** Opening DATA SHOWN block **
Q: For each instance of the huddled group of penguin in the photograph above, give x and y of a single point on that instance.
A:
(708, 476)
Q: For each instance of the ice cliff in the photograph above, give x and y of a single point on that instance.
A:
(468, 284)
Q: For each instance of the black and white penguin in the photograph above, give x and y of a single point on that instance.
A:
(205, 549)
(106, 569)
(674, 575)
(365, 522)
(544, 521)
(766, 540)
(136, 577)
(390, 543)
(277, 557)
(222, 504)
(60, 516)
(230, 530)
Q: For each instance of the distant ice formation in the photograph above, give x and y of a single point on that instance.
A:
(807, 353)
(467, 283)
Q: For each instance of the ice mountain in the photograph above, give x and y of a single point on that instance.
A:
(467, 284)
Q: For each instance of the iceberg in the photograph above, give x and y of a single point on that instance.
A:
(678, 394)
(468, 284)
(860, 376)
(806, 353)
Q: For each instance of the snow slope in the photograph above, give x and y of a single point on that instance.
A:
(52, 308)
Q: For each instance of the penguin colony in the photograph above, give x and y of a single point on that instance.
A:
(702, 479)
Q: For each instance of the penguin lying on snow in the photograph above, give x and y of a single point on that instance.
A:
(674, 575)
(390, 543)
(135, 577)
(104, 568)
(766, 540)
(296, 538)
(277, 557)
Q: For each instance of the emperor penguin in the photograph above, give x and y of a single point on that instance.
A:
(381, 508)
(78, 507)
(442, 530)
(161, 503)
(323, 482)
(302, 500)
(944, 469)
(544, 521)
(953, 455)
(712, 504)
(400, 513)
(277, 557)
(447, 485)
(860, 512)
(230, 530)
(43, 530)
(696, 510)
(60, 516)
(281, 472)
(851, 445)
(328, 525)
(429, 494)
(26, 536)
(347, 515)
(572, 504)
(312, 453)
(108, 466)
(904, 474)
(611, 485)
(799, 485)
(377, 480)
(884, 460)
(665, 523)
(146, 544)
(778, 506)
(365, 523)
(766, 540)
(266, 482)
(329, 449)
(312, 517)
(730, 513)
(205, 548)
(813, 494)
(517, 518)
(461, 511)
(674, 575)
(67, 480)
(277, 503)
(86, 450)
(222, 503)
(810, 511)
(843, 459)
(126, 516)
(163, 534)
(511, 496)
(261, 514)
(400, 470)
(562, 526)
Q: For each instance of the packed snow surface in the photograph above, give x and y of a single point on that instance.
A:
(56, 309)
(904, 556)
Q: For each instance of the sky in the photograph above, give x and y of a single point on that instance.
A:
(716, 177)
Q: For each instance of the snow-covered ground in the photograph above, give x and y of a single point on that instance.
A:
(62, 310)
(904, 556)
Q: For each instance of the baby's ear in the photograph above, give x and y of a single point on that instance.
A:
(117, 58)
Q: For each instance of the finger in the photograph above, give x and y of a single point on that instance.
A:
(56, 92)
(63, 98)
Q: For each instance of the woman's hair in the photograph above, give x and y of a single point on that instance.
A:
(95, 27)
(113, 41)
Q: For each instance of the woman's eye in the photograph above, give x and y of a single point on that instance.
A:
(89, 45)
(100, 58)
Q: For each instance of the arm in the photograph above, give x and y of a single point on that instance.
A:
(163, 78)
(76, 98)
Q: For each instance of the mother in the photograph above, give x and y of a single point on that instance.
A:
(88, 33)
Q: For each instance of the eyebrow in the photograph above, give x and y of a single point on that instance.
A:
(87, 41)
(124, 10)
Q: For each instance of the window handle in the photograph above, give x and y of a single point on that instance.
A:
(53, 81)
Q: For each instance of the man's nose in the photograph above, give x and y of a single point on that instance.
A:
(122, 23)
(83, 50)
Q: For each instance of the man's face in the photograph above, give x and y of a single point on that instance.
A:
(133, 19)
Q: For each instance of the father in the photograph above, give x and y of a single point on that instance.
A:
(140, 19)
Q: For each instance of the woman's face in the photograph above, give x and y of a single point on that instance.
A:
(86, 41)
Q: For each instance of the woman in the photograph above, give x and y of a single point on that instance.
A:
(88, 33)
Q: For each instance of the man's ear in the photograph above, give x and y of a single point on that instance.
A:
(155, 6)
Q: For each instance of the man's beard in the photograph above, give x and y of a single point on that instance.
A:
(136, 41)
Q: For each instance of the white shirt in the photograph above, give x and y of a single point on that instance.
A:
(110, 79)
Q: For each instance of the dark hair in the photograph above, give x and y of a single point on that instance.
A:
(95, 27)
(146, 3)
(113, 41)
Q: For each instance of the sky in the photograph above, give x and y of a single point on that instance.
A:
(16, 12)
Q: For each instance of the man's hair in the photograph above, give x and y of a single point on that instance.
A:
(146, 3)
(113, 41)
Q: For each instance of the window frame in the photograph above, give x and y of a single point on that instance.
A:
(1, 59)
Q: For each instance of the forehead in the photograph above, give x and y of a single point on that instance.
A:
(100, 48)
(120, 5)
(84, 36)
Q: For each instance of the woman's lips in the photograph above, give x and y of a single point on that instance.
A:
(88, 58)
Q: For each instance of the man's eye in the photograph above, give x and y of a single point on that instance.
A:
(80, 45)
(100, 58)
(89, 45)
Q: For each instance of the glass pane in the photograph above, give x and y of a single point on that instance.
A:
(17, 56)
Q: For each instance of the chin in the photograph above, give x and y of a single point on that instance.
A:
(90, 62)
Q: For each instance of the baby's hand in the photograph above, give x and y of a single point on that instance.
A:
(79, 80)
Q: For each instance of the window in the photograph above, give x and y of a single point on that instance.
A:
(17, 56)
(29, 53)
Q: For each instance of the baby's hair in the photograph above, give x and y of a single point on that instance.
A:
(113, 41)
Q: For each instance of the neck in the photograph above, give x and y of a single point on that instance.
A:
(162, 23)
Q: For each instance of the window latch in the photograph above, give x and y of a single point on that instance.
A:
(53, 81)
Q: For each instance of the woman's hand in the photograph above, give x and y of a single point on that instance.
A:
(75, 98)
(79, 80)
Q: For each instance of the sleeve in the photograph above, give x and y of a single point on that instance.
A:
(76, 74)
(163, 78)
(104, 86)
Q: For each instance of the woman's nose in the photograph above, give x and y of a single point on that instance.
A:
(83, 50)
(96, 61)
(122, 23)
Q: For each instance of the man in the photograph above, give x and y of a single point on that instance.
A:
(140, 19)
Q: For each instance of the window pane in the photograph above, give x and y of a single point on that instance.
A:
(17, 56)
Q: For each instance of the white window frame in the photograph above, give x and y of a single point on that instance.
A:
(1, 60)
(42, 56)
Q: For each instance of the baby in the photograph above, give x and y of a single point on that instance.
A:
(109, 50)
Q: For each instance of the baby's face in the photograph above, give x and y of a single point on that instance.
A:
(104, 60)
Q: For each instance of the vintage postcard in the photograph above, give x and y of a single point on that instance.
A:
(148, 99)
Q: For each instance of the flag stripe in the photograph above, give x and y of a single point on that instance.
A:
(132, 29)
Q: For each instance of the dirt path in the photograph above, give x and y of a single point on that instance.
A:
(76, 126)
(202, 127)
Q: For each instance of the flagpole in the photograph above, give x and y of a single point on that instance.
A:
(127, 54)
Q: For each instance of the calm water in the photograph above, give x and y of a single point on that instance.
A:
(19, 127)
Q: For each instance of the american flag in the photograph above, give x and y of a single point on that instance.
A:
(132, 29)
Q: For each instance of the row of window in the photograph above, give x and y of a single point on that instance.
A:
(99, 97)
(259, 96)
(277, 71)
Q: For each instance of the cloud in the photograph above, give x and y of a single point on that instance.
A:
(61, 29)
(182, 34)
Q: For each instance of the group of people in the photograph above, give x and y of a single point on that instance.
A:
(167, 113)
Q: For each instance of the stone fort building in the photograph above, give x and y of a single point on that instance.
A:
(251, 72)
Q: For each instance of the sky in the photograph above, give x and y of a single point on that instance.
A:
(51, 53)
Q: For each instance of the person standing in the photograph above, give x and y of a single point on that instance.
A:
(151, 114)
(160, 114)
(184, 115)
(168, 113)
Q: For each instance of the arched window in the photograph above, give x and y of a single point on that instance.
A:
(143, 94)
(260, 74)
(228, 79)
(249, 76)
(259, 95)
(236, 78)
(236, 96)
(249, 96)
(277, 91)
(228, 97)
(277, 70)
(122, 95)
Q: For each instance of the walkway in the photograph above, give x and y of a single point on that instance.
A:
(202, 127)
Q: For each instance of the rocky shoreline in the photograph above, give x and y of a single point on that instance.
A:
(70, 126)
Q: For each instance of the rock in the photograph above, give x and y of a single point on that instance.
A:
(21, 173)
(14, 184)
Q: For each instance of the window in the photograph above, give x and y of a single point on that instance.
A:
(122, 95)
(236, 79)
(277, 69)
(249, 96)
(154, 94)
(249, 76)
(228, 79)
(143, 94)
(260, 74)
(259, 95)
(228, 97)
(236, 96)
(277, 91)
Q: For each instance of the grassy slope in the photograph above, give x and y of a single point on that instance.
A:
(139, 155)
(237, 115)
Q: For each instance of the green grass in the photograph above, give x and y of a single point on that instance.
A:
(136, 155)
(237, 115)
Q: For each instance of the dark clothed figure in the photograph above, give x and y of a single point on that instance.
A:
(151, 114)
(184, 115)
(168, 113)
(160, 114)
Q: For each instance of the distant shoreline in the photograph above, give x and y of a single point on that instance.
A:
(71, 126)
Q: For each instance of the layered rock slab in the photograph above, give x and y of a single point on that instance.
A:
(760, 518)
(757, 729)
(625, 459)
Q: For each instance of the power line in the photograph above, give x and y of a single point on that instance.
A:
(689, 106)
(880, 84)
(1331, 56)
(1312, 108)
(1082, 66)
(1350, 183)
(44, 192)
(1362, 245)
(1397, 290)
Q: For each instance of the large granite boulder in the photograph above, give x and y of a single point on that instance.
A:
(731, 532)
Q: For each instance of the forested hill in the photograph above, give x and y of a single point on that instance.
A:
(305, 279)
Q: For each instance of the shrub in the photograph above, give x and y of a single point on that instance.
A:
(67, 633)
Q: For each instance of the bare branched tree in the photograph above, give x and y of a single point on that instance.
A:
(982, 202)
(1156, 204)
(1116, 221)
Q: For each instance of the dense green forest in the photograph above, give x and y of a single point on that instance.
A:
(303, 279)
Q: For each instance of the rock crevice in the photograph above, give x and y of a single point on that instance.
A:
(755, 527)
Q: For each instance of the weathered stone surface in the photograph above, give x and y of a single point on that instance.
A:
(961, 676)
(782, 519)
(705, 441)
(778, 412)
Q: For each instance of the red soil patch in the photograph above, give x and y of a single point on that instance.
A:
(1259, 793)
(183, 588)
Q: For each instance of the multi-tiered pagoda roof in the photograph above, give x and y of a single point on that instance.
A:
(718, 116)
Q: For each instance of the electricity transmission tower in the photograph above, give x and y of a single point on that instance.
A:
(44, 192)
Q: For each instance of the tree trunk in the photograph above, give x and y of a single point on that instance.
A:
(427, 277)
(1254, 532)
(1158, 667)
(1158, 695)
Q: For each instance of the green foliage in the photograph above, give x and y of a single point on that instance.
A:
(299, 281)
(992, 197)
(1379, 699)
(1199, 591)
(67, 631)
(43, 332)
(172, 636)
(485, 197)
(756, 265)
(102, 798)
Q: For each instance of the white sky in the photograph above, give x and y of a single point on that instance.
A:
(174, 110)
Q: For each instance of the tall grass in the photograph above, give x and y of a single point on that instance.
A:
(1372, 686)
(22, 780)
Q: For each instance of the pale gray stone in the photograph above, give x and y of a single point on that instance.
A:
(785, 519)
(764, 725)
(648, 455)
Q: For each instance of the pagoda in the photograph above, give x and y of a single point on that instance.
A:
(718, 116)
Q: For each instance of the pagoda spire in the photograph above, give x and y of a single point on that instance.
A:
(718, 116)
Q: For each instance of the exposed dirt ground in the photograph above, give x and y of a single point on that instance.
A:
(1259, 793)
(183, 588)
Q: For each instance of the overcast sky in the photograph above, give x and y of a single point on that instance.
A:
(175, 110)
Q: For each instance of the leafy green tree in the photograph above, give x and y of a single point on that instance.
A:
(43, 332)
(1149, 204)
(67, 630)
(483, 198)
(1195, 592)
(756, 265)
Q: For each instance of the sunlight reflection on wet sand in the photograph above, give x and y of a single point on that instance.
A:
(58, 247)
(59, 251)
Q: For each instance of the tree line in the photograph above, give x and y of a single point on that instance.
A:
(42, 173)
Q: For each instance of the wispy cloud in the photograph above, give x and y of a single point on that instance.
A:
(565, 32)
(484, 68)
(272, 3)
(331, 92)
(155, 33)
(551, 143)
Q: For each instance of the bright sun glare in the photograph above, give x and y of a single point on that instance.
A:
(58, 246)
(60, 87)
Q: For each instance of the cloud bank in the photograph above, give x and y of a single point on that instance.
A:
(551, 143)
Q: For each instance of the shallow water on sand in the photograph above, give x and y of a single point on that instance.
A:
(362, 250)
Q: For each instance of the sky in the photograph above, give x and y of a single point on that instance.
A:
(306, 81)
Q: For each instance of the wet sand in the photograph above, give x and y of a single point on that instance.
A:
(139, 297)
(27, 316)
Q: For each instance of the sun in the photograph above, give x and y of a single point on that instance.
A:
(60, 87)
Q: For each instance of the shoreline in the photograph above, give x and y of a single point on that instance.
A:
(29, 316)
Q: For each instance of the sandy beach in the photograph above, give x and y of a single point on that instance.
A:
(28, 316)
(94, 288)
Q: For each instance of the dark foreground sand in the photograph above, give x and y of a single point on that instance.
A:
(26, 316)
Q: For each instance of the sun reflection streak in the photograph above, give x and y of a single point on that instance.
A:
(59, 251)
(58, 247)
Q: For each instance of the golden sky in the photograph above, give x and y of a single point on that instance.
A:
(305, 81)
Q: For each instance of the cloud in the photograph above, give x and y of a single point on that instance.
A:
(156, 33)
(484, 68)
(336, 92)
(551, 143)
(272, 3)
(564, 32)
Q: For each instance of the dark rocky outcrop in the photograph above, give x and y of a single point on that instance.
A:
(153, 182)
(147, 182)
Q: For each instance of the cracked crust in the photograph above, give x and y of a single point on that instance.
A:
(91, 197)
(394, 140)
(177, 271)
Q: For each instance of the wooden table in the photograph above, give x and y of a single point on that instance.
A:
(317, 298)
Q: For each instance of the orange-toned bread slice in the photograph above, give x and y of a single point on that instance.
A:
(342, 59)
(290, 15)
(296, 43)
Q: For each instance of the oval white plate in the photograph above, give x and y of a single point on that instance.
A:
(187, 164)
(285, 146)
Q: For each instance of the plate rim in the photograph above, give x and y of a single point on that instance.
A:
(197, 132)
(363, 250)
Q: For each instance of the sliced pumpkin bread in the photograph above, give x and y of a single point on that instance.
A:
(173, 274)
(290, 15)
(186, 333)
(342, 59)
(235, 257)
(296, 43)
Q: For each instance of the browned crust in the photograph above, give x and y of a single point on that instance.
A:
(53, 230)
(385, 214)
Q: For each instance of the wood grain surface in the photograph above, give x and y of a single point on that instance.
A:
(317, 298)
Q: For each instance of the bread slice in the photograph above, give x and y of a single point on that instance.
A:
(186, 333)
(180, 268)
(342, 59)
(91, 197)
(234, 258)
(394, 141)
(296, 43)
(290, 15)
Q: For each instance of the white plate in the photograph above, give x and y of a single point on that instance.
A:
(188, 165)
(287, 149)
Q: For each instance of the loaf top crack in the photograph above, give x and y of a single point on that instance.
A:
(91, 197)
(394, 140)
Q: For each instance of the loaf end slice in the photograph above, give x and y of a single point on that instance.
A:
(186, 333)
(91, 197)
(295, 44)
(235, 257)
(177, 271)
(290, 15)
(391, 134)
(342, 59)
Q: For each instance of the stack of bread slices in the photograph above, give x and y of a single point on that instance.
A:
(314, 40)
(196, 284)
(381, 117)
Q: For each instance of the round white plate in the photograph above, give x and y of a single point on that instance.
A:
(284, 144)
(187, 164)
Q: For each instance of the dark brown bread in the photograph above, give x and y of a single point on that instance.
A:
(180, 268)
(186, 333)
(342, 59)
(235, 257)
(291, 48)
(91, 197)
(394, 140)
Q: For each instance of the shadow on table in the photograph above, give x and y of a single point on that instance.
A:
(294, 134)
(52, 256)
** Closing DATA SHOWN block **
### PROBLEM DESCRIPTION:
Using the records above, copy each line that contains "frame".

### SOLUTION TO THIS EXERCISE:
Q: For each instance of the window frame in the photograph above, give x and y of a single point on that instance.
Q: For each instance of the white window frame in the photograph above, give x and y of a single point on that instance.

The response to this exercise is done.